◆ **SUPPLIED TEXT**:
■ ■ ■ ■ ■

[cfe-commits] [PATCH] atomic operation builtins, part 1

Wed Oct 12 18:27:18 PDT 2011

On Wed, Oct 12, 2011 at 6:06 PM, John McCall <rjmccall at apple.com> wrote:
> On Oct 12, 2011, at 2:54 PM, Andrew MacLeod wrote:
>> On 10/12/2011 05:04 PM, John McCall wrote:
>>>> The compiler built-ins can always be called directly with arbitrary sized objects, so it would be good for the generic routine to handle it rather than artificially restrict it.
>>> Are you saying that the generic routine promises co-operation with lock-free atomics when the size parameter is sufficiently small?  That seems unfortunate.  The generic routine is certainly going to be slower than lock-free atomics, but that doesn't mean its performance is unimportant;  a good implementation using striped spin-locks would probably end up on the order of only 2-4 times slower than the lock-free code, so adding a bunch of pre-checks may be quite significant.
>>>
>> The rule is that on a given target, a given object size is either A) lockfree or B) unknown.
>>
>> so if the compiler always generates lock free instructions for say 8 byte values, the library will have to as well.  ie,  __atomic_load_8() will also be implemented as lock free. it has to be or things break.        The interface from the compiler point of view is that you simply call the routine __atomic_load(obj), the presence of __atomic_load_8 is transparent to the caller.  Normally the compiler will turn __atomic_load() into the direct call,  but I don't see any reason to force the compiler do that. It should be free to leave the original call to __atomic_load () and that code should co-exist with stuff that did call __atomic_load_8.   its free to do whatever it wants with sizes that don't exactly match the 5 'optimal' sizes.
>>
>> It does mean that the library entry point for atomic_load() may start with a switch on the size of the object to  jump to the "efficient" routines if size matches, but thats about it.  Is that what you are concerned about?
>
> Yes.  The library entry point for atomic_load is an implementation detail of the ABI that we have total control of, so why make stronger promises than necessary?  Why not force the compiler to directly call (or inline, if it knows it's lock-free) __atomic_load_8?
>
>>>>> Honestly, I don't think future-proofing against arbitrary new atomic instructions really makes any sense.  Even going up to 16 bytes (on architectures where that can't be done lock-free now) worries me a bit.
>>>>>
>>>>> Rounding up also worries me, since the user has no control over the padding bytes, but they can still cause spurious failures on, say, compare-and-swap.

■ ■ ■ ■ ■

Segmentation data

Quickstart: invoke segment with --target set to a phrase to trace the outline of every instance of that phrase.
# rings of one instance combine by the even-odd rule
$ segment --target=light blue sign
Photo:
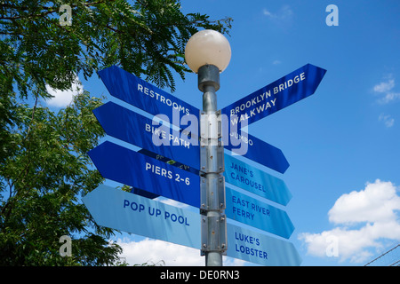
[[[301,258],[293,244],[227,224],[227,256],[266,266],[298,266]]]
[[[107,185],[83,198],[95,222],[102,226],[201,248],[200,215]]]
[[[284,182],[231,155],[225,154],[225,181],[286,206],[292,198]]]
[[[165,114],[171,122],[175,121],[174,112],[180,116],[194,114],[198,117],[200,115],[198,108],[116,66],[99,71],[99,75],[111,96],[153,115]]]
[[[113,102],[93,110],[94,115],[108,135],[161,154],[183,164],[200,169],[198,141],[191,139],[164,125]]]
[[[197,175],[109,141],[88,154],[105,178],[200,208]]]
[[[225,186],[227,217],[289,239],[294,231],[287,213]]]

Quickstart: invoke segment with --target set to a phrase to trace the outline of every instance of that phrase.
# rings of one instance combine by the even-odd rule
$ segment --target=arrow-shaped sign
[[[100,225],[200,248],[199,214],[107,185],[83,201]]]
[[[176,114],[200,115],[198,108],[138,78],[116,66],[99,71],[99,75],[111,96],[139,107],[153,115],[165,114],[170,122],[180,123]],[[174,114],[175,112],[175,114]]]
[[[168,126],[155,126],[151,119],[113,102],[97,107],[93,114],[107,134],[171,160],[200,169],[198,139],[190,139]],[[196,145],[192,144],[193,140]]]
[[[177,117],[179,116],[177,114],[194,114],[197,118],[197,121],[200,122],[200,110],[198,108],[116,66],[112,66],[99,71],[99,75],[113,97],[120,99],[150,114],[156,115],[164,114],[167,115],[169,122],[173,125],[178,127],[182,126],[180,124],[180,121]],[[114,127],[119,128],[120,125],[115,124]],[[194,127],[191,128],[191,124],[188,127],[185,126],[185,128],[190,129],[192,131],[195,130]],[[116,130],[116,131],[118,130]],[[194,134],[198,134],[198,132]],[[244,157],[280,173],[284,173],[289,167],[289,163],[280,149],[263,142],[254,136],[244,134],[243,131],[240,135],[232,131],[229,133],[229,136],[230,138],[235,138],[236,140],[240,140],[241,143],[248,143],[247,151],[243,154]],[[198,137],[198,135],[195,135],[195,137]],[[231,143],[224,145],[224,148],[241,154],[243,154],[237,150],[237,146],[233,146]],[[188,157],[191,157],[191,155],[188,155]],[[265,157],[268,157],[268,159]],[[196,162],[193,161],[192,162]],[[195,168],[198,169],[196,167]]]
[[[222,108],[221,113],[230,117],[232,125],[243,120],[248,124],[257,122],[314,94],[325,73],[325,69],[307,64]]]
[[[227,217],[289,239],[294,231],[287,213],[228,186]]]
[[[107,185],[83,198],[99,225],[201,248],[200,215]],[[268,266],[300,265],[293,244],[228,223],[227,256]]]
[[[227,224],[227,256],[266,266],[298,266],[301,258],[292,242]]]
[[[89,151],[101,176],[200,208],[200,178],[106,141]]]
[[[241,148],[237,148],[232,144],[224,145],[224,148],[236,153],[247,159],[257,162],[258,163],[275,170],[281,174],[284,173],[289,168],[289,162],[282,153],[281,149],[264,142],[258,138],[241,131],[241,135],[236,132],[231,132],[231,136],[237,137],[236,139],[242,139],[243,143],[246,143],[247,149],[243,153]],[[243,138],[244,137],[245,138]]]
[[[292,193],[284,181],[225,154],[225,181],[274,202],[286,206]]]

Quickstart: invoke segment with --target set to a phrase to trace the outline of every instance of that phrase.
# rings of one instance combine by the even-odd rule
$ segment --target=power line
[[[381,254],[375,259],[367,263],[364,266],[399,266],[400,265],[400,244]]]

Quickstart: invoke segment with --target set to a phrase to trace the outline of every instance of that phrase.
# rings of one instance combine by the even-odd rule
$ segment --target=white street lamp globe
[[[199,31],[186,43],[186,63],[195,73],[204,65],[214,65],[222,72],[229,64],[230,55],[229,42],[215,30]]]

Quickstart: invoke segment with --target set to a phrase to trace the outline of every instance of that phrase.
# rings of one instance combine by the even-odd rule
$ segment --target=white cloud
[[[46,104],[52,106],[64,107],[72,102],[74,96],[82,93],[83,85],[79,81],[78,76],[76,76],[75,82],[72,83],[70,90],[54,90],[47,84],[46,90],[47,92],[53,97],[50,99],[47,99]]]
[[[328,216],[338,226],[320,233],[300,233],[299,240],[304,241],[309,255],[329,256],[329,247],[336,245],[335,256],[340,261],[363,263],[375,253],[373,249],[383,247],[385,240],[400,241],[398,210],[397,188],[377,179],[336,201]]]
[[[373,87],[373,91],[377,92],[387,92],[395,87],[395,80],[389,79],[388,82],[381,82]]]
[[[262,13],[269,19],[275,20],[288,20],[293,16],[293,11],[289,5],[282,6],[276,12],[271,12],[264,8],[262,10]]]
[[[400,99],[400,92],[392,91],[395,85],[395,79],[393,79],[393,75],[390,74],[387,81],[380,82],[373,86],[373,91],[380,95],[380,99],[378,99],[380,104],[386,105]]]
[[[166,266],[204,266],[204,256],[200,250],[170,242],[145,239],[141,241],[129,241],[118,239],[123,248],[121,257],[130,265],[156,264]],[[244,265],[244,262],[230,257],[223,258],[224,265]]]
[[[395,119],[390,117],[390,115],[385,115],[384,114],[380,115],[379,121],[383,122],[388,128],[390,128],[395,124]]]

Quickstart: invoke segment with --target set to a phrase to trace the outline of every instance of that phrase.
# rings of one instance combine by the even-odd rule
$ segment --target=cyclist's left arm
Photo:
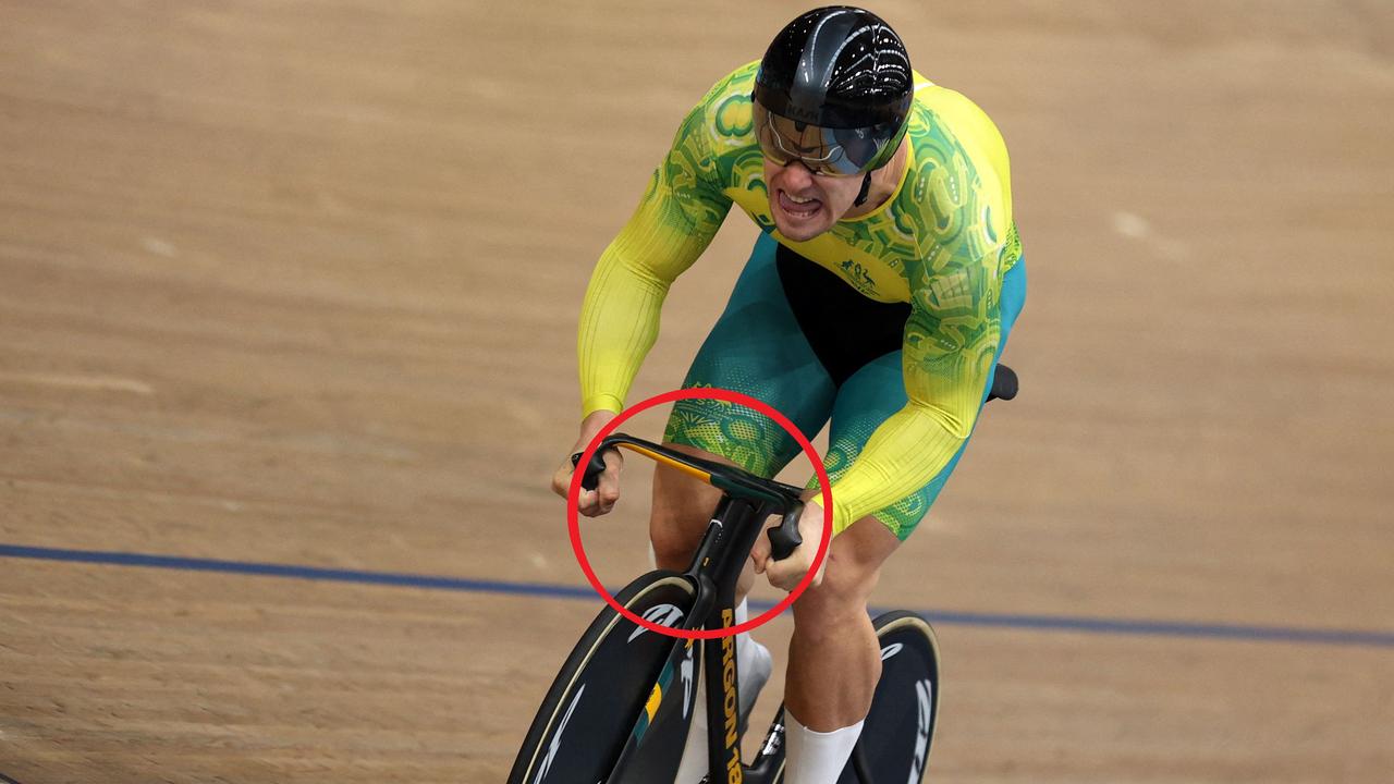
[[[591,275],[576,346],[583,416],[623,409],[658,339],[668,287],[697,261],[730,209],[712,169],[708,100],[683,120],[643,201]]]

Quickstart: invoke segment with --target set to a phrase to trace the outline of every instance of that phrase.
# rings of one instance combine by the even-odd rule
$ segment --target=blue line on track
[[[407,575],[400,572],[367,572],[360,569],[325,569],[318,566],[291,566],[282,564],[255,564],[245,561],[219,561],[212,558],[180,558],[174,555],[146,555],[141,552],[103,552],[93,550],[59,550],[52,547],[22,547],[0,544],[0,557],[31,558],[39,561],[64,561],[70,564],[103,564],[112,566],[149,566],[156,569],[184,569],[195,572],[220,572],[229,575],[256,575],[269,578],[294,578],[302,580],[329,580],[376,586],[418,587],[428,590],[453,590],[467,593],[498,593],[512,596],[542,596],[549,598],[595,600],[590,587],[517,583],[503,580],[468,580],[461,578],[434,578],[428,575]],[[772,603],[751,601],[760,612],[774,607]],[[873,615],[882,610],[873,608]],[[1013,615],[1001,612],[951,612],[923,610],[920,615],[940,625],[987,626],[1001,629],[1030,629],[1048,632],[1085,632],[1096,635],[1143,635],[1170,638],[1202,638],[1223,640],[1316,643],[1365,647],[1394,647],[1394,633],[1355,629],[1312,629],[1295,626],[1252,626],[1242,624],[1200,624],[1170,621],[1135,621],[1110,618],[1078,618],[1066,615]]]

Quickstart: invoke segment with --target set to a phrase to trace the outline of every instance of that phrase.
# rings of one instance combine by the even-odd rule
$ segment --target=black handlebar
[[[590,463],[581,472],[583,488],[595,490],[599,487],[601,473],[605,472],[604,453],[608,449],[619,446],[701,478],[732,498],[763,504],[769,515],[783,515],[779,525],[769,529],[769,555],[775,561],[783,561],[795,548],[803,544],[803,536],[799,534],[799,518],[803,515],[802,487],[765,478],[736,466],[694,458],[662,444],[654,444],[652,441],[644,441],[643,438],[634,438],[623,432],[609,435],[595,446]],[[573,466],[580,465],[581,455],[584,452],[572,455]]]

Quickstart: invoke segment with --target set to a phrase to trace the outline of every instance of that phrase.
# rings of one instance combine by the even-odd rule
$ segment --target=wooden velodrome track
[[[802,8],[0,4],[0,781],[500,781],[598,607],[520,593],[584,585],[591,264]],[[928,780],[1394,781],[1394,11],[877,10],[1001,126],[1032,276],[1022,396],[875,594],[940,619]]]

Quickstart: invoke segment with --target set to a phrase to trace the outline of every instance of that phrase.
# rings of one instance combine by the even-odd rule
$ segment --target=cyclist
[[[834,540],[795,603],[785,679],[786,781],[831,784],[880,677],[867,596],[958,463],[1025,300],[1008,156],[976,105],[912,71],[877,15],[827,7],[792,21],[763,60],[718,81],[687,114],[597,264],[577,339],[573,452],[622,410],[669,285],[732,204],[763,234],[683,386],[744,392],[806,434],[831,419]],[[715,400],[677,403],[664,438],[763,476],[799,453],[771,420]],[[590,516],[619,498],[622,460],[605,462],[598,490],[580,498]],[[570,473],[566,460],[553,477],[559,494]],[[650,537],[661,566],[687,565],[718,495],[676,472],[655,474]],[[822,525],[814,499],[799,520],[804,545],[785,561],[771,562],[761,537],[742,594],[751,571],[795,587]],[[737,622],[744,617],[742,603]],[[742,638],[749,710],[769,656]],[[704,723],[694,721],[679,784],[705,774]]]

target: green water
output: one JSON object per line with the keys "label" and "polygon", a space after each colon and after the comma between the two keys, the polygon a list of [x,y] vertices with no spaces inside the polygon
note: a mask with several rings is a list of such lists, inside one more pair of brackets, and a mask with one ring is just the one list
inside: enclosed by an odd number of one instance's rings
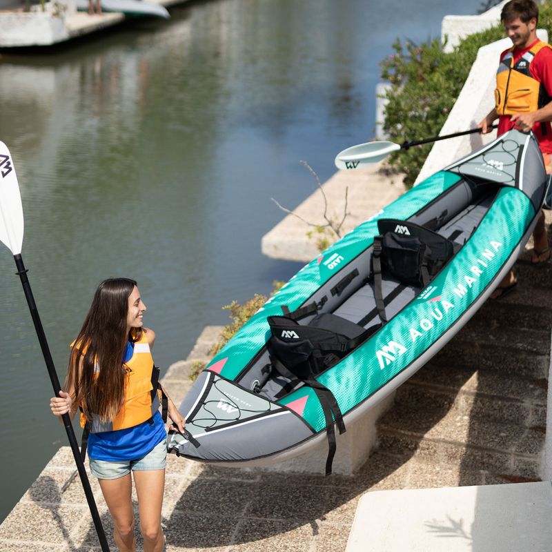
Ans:
{"label": "green water", "polygon": [[[23,256],[63,379],[95,286],[126,275],[154,355],[186,357],[221,306],[266,293],[295,263],[264,234],[336,152],[373,135],[377,62],[397,36],[440,34],[480,0],[219,0],[43,52],[0,57],[0,140],[25,213]],[[413,137],[416,138],[419,137]],[[367,213],[368,215],[368,213]],[[62,444],[9,251],[0,250],[0,520]]]}

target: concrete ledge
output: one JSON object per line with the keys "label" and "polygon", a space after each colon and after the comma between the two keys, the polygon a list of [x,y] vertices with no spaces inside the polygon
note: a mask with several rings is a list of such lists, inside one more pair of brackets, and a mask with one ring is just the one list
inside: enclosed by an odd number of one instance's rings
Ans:
{"label": "concrete ledge", "polygon": [[550,482],[364,495],[346,552],[546,552]]}
{"label": "concrete ledge", "polygon": [[479,15],[445,15],[441,23],[441,41],[445,43],[446,40],[445,51],[452,52],[462,39],[500,23],[500,12],[507,1],[503,0]]}
{"label": "concrete ledge", "polygon": [[[348,190],[347,211],[342,235],[356,228],[371,215],[396,199],[404,192],[402,175],[389,175],[382,163],[355,170],[340,170],[322,185],[331,206],[328,215],[341,219],[345,208],[345,190]],[[324,197],[317,189],[293,210],[304,220],[324,224]],[[273,259],[308,262],[319,252],[306,233],[312,229],[297,217],[288,215],[262,237],[263,254]]]}

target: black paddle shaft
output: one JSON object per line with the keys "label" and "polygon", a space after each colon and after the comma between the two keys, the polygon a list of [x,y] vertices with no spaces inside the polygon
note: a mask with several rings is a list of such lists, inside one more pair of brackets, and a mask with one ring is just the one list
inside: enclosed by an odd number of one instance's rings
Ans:
{"label": "black paddle shaft", "polygon": [[[59,397],[61,387],[59,385],[59,379],[57,377],[57,373],[54,366],[54,361],[52,359],[52,355],[50,353],[50,348],[46,341],[46,336],[42,327],[42,323],[40,321],[39,311],[34,302],[34,297],[32,295],[30,284],[29,284],[29,279],[27,277],[27,269],[23,264],[23,259],[20,254],[14,255],[13,258],[15,260],[15,266],[17,267],[17,272],[16,273],[21,281],[23,290],[25,292],[25,298],[27,299],[27,304],[30,310],[30,315],[34,324],[34,329],[37,331],[37,335],[40,342],[40,348],[42,349],[42,354],[46,362],[46,368],[48,368],[50,379],[52,382],[52,386],[54,388],[54,393],[56,397]],[[103,552],[109,552],[109,546],[108,545],[107,539],[106,538],[106,533],[101,525],[101,520],[99,518],[96,502],[94,500],[94,495],[92,492],[90,481],[88,481],[88,476],[86,475],[86,470],[84,468],[84,463],[81,457],[80,451],[79,451],[79,444],[77,442],[77,437],[75,435],[73,426],[71,424],[71,419],[68,413],[63,414],[61,418],[63,420],[63,426],[65,426],[65,430],[67,432],[67,437],[71,446],[71,451],[75,457],[75,462],[77,464],[77,469],[81,477],[81,482],[84,489],[84,494],[88,502],[88,507],[92,514],[94,525],[96,527],[96,532],[98,533],[98,539],[101,546],[101,550]]]}
{"label": "black paddle shaft", "polygon": [[[491,125],[491,128],[496,128],[498,125]],[[457,136],[464,136],[466,134],[475,134],[475,132],[480,132],[480,128],[471,128],[469,130],[463,130],[461,132],[455,132],[454,134],[448,134],[445,136],[436,136],[434,138],[426,138],[425,140],[418,140],[417,141],[404,141],[401,144],[402,150],[408,150],[412,146],[422,146],[424,144],[430,144],[431,142],[437,142],[440,140],[446,140],[448,138],[455,138]]]}

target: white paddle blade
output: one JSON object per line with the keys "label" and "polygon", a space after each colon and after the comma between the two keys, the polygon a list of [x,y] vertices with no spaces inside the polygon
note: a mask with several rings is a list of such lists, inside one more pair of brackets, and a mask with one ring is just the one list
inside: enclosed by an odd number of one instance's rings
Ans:
{"label": "white paddle blade", "polygon": [[0,141],[0,241],[14,255],[21,252],[23,229],[23,206],[15,168],[10,150]]}
{"label": "white paddle blade", "polygon": [[335,157],[335,166],[339,169],[357,168],[362,165],[377,163],[394,151],[400,150],[398,144],[386,140],[351,146],[339,152]]}

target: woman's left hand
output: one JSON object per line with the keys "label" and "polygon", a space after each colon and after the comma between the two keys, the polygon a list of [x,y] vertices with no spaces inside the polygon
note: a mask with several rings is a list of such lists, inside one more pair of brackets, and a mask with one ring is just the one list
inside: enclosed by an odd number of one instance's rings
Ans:
{"label": "woman's left hand", "polygon": [[168,417],[172,421],[172,424],[170,424],[168,428],[172,429],[173,431],[178,431],[180,433],[184,433],[184,424],[186,420],[184,416],[178,411],[178,408],[175,406],[170,399],[168,400],[167,404],[167,412]]}

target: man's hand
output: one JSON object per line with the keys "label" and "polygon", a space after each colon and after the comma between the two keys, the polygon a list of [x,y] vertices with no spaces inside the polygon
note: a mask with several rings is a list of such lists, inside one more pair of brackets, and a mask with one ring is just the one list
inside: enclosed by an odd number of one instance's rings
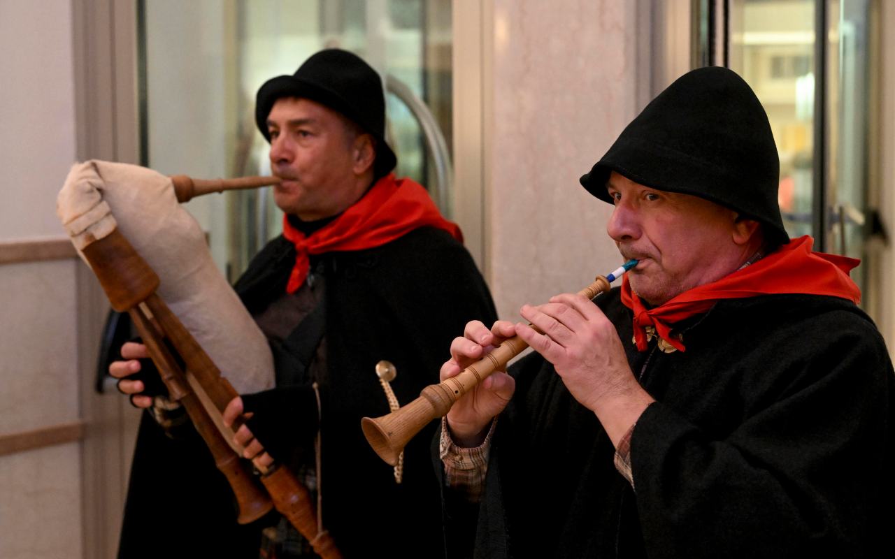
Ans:
{"label": "man's hand", "polygon": [[[233,427],[236,418],[243,417],[244,419],[251,418],[251,413],[243,414],[243,399],[236,396],[226,404],[222,415],[224,425]],[[243,447],[243,457],[248,458],[255,462],[256,466],[268,468],[274,462],[270,454],[264,451],[264,446],[255,438],[249,427],[243,422],[234,433],[234,440]],[[257,460],[256,460],[257,459]]]}
{"label": "man's hand", "polygon": [[138,360],[149,358],[149,354],[142,343],[127,342],[121,346],[121,356],[127,360],[113,361],[109,364],[109,375],[118,378],[118,391],[131,397],[131,403],[138,408],[149,408],[152,405],[152,397],[142,394],[146,389],[141,380],[127,378],[140,372],[141,365]]}
{"label": "man's hand", "polygon": [[[512,323],[499,320],[490,330],[473,320],[466,325],[464,337],[454,338],[451,359],[441,366],[440,379],[456,377],[501,341],[516,335]],[[454,442],[460,446],[478,446],[487,436],[491,419],[507,407],[516,381],[506,371],[495,371],[454,403],[446,416]]]}
{"label": "man's hand", "polygon": [[572,396],[596,413],[617,444],[653,399],[631,372],[615,326],[586,297],[571,293],[525,305],[521,314],[544,334],[519,324],[519,337],[553,364]]}

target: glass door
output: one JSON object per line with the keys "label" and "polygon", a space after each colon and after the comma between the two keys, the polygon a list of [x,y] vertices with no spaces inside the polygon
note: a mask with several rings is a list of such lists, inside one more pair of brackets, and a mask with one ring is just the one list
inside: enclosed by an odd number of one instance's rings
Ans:
{"label": "glass door", "polygon": [[[729,0],[726,59],[755,90],[780,158],[780,205],[793,237],[864,260],[871,0]],[[717,21],[715,22],[717,27]],[[716,64],[718,57],[716,56]]]}

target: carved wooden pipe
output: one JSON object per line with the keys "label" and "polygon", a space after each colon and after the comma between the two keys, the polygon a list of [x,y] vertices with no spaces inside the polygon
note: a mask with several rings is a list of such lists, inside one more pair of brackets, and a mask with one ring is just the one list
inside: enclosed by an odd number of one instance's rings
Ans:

■ ■ ■ ■ ■

◆ **REQUIREMENT**:
Output the passage of the atomic builtins thread from "On Wed, Oct" up to and including "artificially restrict it.", word for word. The segmentation lines have no connection to the mailing-list thread about atomic operation builtins.

◆ **FINAL RESULT**:
On Wed, Oct 12, 2011 at 6:06 PM, John McCall <rjmccall at apple.com> wrote:
> On Oct 12, 2011, at 2:54 PM, Andrew MacLeod wrote:
>> On 10/12/2011 05:04 PM, John McCall wrote:
>>>> The compiler built-ins can always be called directly with arbitrary sized objects, so it would be good for the generic routine to handle it rather than artificially restrict it.